# [WORK INSTRUCTIONS]
Reproduce the lines below word for word, without changing anything.

# [INPUT RECORDS]
_ _ _ _

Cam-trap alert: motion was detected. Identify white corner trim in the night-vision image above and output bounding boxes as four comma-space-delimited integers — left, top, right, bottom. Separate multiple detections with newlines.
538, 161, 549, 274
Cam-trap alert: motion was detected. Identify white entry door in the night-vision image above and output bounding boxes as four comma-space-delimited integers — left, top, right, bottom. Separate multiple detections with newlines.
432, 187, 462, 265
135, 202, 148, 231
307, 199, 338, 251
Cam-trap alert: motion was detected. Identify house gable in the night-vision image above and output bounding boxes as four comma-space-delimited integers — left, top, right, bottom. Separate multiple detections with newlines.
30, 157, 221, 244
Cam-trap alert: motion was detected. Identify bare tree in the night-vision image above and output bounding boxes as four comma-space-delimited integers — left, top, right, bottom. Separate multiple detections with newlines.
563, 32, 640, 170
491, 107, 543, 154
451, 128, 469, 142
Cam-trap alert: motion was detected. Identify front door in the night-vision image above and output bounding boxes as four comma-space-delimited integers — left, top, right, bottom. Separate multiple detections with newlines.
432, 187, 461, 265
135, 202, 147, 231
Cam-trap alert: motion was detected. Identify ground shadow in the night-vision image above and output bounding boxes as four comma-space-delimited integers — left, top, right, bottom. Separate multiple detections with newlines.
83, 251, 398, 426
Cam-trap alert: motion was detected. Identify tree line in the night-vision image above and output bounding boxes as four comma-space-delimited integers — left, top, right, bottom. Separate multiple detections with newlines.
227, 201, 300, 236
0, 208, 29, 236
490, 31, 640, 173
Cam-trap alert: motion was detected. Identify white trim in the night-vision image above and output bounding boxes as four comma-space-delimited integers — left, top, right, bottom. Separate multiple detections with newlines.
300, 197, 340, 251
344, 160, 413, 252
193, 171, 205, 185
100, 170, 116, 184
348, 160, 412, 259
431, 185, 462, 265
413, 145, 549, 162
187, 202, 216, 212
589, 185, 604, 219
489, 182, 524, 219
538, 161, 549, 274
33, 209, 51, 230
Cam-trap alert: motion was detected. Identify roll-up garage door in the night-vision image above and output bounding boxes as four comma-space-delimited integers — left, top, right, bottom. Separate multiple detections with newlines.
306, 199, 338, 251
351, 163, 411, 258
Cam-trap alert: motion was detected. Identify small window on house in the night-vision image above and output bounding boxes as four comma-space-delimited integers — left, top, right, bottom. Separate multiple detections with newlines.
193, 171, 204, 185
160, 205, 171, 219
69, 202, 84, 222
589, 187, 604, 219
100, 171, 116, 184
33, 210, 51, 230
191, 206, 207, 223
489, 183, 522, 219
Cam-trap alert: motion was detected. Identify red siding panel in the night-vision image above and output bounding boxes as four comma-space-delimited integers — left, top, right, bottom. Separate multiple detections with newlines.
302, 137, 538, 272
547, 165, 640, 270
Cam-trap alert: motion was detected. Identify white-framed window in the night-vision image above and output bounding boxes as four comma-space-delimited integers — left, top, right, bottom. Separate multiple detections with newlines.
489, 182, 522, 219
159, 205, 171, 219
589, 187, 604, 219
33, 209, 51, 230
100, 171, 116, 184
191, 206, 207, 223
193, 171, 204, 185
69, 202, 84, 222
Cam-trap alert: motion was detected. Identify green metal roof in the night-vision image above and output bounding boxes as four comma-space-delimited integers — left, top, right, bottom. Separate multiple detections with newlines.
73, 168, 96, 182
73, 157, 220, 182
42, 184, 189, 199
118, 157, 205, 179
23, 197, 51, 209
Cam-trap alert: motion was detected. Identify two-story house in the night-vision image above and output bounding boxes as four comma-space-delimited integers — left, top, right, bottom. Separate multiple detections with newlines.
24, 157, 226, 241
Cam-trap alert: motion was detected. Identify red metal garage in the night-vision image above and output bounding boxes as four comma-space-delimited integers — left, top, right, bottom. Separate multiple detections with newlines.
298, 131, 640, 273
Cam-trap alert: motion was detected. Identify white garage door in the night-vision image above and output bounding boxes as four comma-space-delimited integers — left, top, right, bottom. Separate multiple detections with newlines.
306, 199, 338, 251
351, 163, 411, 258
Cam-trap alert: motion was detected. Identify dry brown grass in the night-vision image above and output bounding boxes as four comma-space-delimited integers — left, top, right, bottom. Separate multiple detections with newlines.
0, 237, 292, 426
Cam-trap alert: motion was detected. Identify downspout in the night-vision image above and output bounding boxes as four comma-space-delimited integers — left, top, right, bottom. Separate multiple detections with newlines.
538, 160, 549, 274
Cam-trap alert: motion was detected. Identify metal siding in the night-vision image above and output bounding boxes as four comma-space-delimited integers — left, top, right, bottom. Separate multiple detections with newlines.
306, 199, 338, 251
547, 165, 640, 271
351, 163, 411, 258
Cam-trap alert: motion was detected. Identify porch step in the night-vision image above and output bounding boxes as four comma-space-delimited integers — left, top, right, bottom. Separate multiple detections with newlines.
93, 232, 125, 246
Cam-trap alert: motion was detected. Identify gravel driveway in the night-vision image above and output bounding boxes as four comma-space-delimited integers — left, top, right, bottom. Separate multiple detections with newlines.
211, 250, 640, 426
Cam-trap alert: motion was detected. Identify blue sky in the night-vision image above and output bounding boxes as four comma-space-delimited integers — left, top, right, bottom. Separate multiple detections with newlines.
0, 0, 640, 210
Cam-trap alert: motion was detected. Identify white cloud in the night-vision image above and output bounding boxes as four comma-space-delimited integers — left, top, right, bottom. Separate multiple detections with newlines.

_ _ _ _

# [WRITTEN ANSWER]
Cam-trap alert: motion was detected. Identify white corner trim in the night-vision image above and output bounding boxes as four comma-space-delimited integers — left, top, right, bottom. Separate multiple detections with newlines.
538, 161, 549, 274
Cam-trap alert: motion was detected. Identify white entry door in the night-vision image above and output bounding boxes as four comma-space-delimited integers — left, top, right, bottom. Separate multiple detections with newlines.
432, 187, 462, 265
135, 202, 148, 231
307, 199, 338, 251
Cam-trap alert: motion was detected. Identify house gable in the night-vision image above and output bounding boxes as four comma-space-delimited integers — left, top, right, bottom. Separate multiple detections with newlines.
30, 157, 221, 244
Cam-trap alert: motion was detected. Identify bare tree in the night-vision image above and output bounding boxes as four comma-space-delimited integers — left, top, right, bottom. Separate multiple detections with newlines.
563, 32, 640, 170
491, 107, 543, 154
451, 128, 469, 142
Cam-trap alert: motion was detected. Identify front door in the night-vision image above and output bounding boxes as four comma-space-delimited integers — left, top, right, bottom. Separate multiple detections with newlines.
432, 187, 461, 265
135, 202, 147, 231
Cam-trap alert: motion was detected. Identify ground shadow in the night-vision image above and output bounding boxes as four comma-space-delimited integers — left, top, right, bottom. Separate multiple detections with newlines.
83, 251, 398, 426
Cam-trap alert: motion was detected. Identify tree line in the night-vision image above and output bounding boxes as four comma-space-delimited integers — left, top, right, bottom. Separate multiple detections with newlines.
227, 201, 300, 236
0, 208, 29, 236
490, 31, 640, 173
Cam-trap alert: motion was detected. Identify white trim in the night-vision image above and output bounding boxes as four comma-space-delimited integers — left, top, right, bottom. Separate multiple detections with newlines.
300, 197, 340, 251
344, 160, 413, 252
193, 171, 205, 185
100, 170, 116, 184
348, 160, 412, 259
431, 185, 462, 265
413, 145, 549, 162
187, 202, 216, 212
589, 185, 604, 219
489, 182, 524, 219
538, 161, 549, 274
33, 209, 51, 230
Cam-trap alert: motion was detected. Identify roll-up garage door in the night-vision image above and output bounding boxes as four comma-space-delimited integers — left, top, right, bottom. Separate multiple detections with newlines.
306, 199, 338, 251
351, 163, 411, 258
Cam-trap alert: motion was detected. Identify small window on house in the night-vision image above and output bounding boxes as four comma-space-delimited integers — left, top, right, bottom. Separate multiple detections with newlines.
193, 171, 204, 185
160, 205, 171, 219
69, 202, 84, 222
589, 187, 604, 219
100, 171, 116, 184
33, 210, 51, 230
191, 206, 207, 223
489, 183, 522, 219
Cam-trap alert: motion was detected. Identify red siding panel in the night-vision image above and output bounding boxes as four comma-space-delimited integers — left, top, right, bottom. Separate multiple detections with newlines.
302, 137, 538, 272
547, 165, 640, 270
Cam-trap alert: motion was detected. Identify white-framed window in the night-vision image above and output bounding boxes as four comma-space-delimited integers — left, top, right, bottom. Separate multiple detections with newlines.
489, 182, 522, 219
159, 205, 171, 219
589, 187, 604, 219
33, 209, 51, 230
100, 171, 116, 184
191, 206, 207, 223
193, 171, 204, 185
69, 202, 84, 222
Cam-trap alert: motion was detected. Identify green metal roof in the night-vision image above and output bounding boxes as four comma-space-delimited integers — left, top, right, bottom. Separate multiple detections with newlines.
73, 168, 96, 182
73, 157, 220, 182
42, 184, 189, 199
118, 157, 205, 179
23, 197, 51, 209
Cam-trap alert: motion was detected. Identify two-story house in the night-vision image above and output bounding boxes as four comma-space-delimited integers — left, top, right, bottom. Separate multiple detections with newlines.
24, 157, 226, 241
Cam-trap alert: motion was detected. Identify red metal garage in the night-vision image above and output bounding boxes as four comma-space-delimited integers — left, top, right, bottom. Separate multiple detections with newlines.
298, 131, 640, 273
Cam-trap alert: motion was detected. Identify white garage door in the night-vision image above and output bounding boxes as four comma-space-delimited integers — left, top, right, bottom. Separate multiple detections with newlines.
306, 199, 338, 251
351, 163, 411, 258
Cam-trap alert: motion was detected. Identify dry brown grass in the night-vision image above and output bounding boxes as four comma-space-delimited integers — left, top, right, bottom. Separate multiple detections with newlines.
0, 237, 292, 426
Cam-trap alert: motion was detected. Identify downspout in the night-vision image above and output bounding boxes as four comma-space-delimited integers — left, top, right, bottom. Separate multiple detections with newlines.
538, 160, 549, 274
Cam-trap alert: motion was detected. Identify metal siding in the night-vision image above and output bounding boxes as four comma-space-delimited integers — left, top, right, bottom. Separate multiple detections with newlines.
306, 199, 338, 251
547, 165, 640, 271
351, 163, 411, 258
Cam-trap alert: motion was detected. Identify porch step in the night-vision image above and output bounding boxes as four comma-space-delimited integers — left, top, right, bottom. Separate multiple detections with newlines.
93, 232, 125, 246
Cam-trap alert: motion was detected. Identify gravel driveway in the night-vision image above and output bounding boxes as four comma-space-delimited integers — left, top, right, bottom. Separate multiple detections with newlines.
211, 250, 640, 426
Cam-trap alert: motion was detected. Identify blue sky in the night-vision image above and output bounding boxes as four comma-space-delimited integers — left, top, right, bottom. Separate multiple detections with newlines.
0, 0, 640, 210
Cam-trap alert: motion was detected. Identify white cloud in the night-vision image above and output bounding boxes as four comma-space-delimited integers — left, top, right, bottom. Separate multiple detections with newlines.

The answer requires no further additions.